» **REQUIREMENT**:
Please pull out each line of the material below that contains the word "shrub". Case counts, so match capitalization precisely.
++++++++++
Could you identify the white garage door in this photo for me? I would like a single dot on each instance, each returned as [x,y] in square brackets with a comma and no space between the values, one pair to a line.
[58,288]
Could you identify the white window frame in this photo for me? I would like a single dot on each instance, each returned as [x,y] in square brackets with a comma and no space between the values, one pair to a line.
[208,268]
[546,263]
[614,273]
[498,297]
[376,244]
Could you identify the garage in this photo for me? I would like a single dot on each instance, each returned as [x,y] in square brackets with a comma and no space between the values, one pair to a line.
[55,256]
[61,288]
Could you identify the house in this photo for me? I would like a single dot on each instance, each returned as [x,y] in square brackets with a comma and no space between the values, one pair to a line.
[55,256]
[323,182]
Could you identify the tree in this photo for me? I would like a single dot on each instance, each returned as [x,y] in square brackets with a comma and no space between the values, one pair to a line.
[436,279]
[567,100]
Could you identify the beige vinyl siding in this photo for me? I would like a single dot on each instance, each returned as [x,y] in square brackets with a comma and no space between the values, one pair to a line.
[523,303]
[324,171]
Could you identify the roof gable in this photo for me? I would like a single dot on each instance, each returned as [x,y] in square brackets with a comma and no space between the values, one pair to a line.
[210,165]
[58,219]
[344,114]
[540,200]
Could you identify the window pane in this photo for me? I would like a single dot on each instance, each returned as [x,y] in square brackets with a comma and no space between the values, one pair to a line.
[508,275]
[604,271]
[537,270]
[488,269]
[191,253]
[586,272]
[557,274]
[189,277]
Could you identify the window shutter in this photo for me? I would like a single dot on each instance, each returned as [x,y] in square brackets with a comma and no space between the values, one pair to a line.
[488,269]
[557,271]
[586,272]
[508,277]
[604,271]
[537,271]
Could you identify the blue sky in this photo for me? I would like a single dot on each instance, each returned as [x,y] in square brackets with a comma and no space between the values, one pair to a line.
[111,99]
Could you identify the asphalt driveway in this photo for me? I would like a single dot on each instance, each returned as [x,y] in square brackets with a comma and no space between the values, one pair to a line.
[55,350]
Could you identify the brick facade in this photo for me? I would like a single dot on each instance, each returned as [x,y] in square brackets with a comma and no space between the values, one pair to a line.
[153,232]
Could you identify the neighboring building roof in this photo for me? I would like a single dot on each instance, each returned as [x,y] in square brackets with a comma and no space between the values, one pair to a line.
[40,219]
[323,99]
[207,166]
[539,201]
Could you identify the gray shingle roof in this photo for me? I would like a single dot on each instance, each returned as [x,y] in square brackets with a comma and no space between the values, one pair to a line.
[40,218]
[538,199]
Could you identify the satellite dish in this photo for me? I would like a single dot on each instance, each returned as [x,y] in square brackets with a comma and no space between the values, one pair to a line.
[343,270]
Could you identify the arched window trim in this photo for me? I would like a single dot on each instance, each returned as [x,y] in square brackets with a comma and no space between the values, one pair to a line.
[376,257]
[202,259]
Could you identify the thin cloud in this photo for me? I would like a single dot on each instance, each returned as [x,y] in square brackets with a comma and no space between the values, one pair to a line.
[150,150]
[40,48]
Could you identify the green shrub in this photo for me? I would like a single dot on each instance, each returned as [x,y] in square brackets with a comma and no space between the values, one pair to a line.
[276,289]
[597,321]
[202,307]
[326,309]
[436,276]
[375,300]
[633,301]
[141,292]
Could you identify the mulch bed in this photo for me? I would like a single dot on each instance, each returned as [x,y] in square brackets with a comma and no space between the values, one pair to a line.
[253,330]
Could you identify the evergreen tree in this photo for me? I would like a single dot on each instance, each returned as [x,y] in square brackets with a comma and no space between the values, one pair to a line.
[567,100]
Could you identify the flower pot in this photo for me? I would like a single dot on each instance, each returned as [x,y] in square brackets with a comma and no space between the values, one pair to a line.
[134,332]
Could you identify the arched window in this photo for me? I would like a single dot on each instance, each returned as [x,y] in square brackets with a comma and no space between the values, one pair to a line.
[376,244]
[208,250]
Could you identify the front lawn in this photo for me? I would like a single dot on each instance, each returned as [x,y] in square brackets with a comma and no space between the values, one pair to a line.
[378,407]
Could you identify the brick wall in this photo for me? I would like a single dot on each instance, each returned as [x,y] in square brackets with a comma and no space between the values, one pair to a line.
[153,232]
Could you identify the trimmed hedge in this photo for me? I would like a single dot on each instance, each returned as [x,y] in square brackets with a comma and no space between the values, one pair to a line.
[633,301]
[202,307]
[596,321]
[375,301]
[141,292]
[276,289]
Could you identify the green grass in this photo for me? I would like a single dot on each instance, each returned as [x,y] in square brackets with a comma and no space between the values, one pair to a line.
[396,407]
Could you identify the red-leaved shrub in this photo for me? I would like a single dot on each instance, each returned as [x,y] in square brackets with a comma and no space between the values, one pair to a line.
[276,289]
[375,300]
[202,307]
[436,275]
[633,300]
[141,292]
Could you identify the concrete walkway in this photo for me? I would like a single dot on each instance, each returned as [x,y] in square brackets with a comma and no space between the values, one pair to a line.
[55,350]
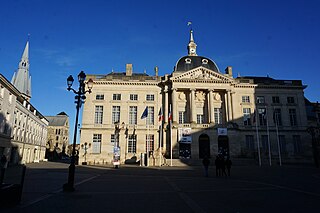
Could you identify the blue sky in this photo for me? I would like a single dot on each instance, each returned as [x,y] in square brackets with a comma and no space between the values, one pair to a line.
[256,38]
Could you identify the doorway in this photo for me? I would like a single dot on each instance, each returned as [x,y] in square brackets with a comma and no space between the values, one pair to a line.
[204,146]
[223,145]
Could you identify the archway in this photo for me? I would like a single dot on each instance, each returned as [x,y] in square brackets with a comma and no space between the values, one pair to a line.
[204,146]
[223,145]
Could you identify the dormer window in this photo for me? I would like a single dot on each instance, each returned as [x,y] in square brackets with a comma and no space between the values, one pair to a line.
[204,61]
[188,60]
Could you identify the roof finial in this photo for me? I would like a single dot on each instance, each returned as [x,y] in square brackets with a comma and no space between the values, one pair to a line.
[192,45]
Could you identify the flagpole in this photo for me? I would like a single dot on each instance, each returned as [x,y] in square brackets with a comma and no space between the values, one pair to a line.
[268,133]
[160,139]
[170,136]
[279,151]
[257,131]
[147,142]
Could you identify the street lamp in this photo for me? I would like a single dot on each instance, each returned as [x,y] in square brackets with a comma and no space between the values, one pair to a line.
[86,146]
[116,148]
[80,97]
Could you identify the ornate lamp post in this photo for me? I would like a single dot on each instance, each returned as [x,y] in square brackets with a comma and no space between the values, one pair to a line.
[116,148]
[80,97]
[85,147]
[315,132]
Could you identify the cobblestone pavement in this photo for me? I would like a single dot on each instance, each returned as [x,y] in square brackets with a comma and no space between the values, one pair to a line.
[170,189]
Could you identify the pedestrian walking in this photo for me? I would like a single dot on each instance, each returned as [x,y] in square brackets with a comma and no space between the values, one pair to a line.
[228,165]
[206,163]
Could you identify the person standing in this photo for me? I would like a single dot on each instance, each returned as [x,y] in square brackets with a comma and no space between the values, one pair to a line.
[228,165]
[3,165]
[223,166]
[206,163]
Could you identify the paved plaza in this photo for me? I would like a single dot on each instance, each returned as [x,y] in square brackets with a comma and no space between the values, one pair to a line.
[289,188]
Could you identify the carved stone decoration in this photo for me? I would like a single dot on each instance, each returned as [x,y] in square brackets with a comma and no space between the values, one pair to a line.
[201,75]
[182,96]
[200,96]
[217,97]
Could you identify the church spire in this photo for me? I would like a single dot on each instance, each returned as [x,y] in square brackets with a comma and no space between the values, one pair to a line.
[21,78]
[192,46]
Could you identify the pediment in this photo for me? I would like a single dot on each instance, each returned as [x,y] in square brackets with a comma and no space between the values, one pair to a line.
[202,73]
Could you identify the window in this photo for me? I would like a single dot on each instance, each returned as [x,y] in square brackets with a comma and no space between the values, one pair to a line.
[275,99]
[115,114]
[246,116]
[98,115]
[116,97]
[260,100]
[293,117]
[218,115]
[132,144]
[262,116]
[10,98]
[277,117]
[182,116]
[150,117]
[100,97]
[245,99]
[150,97]
[249,142]
[297,144]
[96,143]
[199,119]
[133,115]
[133,97]
[149,142]
[282,142]
[290,100]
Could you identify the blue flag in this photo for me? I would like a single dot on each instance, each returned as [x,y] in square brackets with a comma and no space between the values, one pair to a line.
[145,113]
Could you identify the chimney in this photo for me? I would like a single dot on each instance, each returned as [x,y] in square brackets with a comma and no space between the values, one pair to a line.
[156,70]
[128,69]
[229,71]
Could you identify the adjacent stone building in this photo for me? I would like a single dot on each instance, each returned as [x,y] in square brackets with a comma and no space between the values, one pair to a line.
[58,134]
[23,129]
[195,111]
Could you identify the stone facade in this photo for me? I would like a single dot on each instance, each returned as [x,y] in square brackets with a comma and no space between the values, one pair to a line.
[205,113]
[24,133]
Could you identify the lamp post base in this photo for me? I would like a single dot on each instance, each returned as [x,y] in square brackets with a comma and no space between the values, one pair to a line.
[68,188]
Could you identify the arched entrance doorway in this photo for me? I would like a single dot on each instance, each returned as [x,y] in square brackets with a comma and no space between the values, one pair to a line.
[223,145]
[204,146]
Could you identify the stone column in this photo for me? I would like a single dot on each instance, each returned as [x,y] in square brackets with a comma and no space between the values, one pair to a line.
[192,106]
[211,108]
[174,105]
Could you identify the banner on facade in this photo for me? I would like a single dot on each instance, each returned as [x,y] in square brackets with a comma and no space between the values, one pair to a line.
[222,131]
[184,135]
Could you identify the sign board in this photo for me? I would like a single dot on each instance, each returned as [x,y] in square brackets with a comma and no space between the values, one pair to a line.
[222,131]
[184,135]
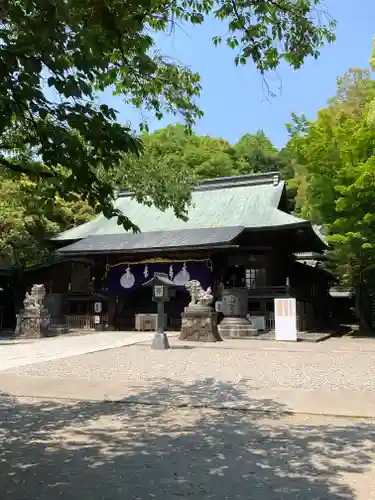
++++++++++
» **REPLY**:
Could you identify the green shrub in this photo for me? I would like a single dot on each instance, each returned as [x,y] in square brackets with a comma and no space between the values, one pair to a line.
Could you identify the red-leaved shrub in this photo for me? I would like a single dot on each instance, each returned as [x,y] in square brackets with a comma and no space between the values, one pair to a line.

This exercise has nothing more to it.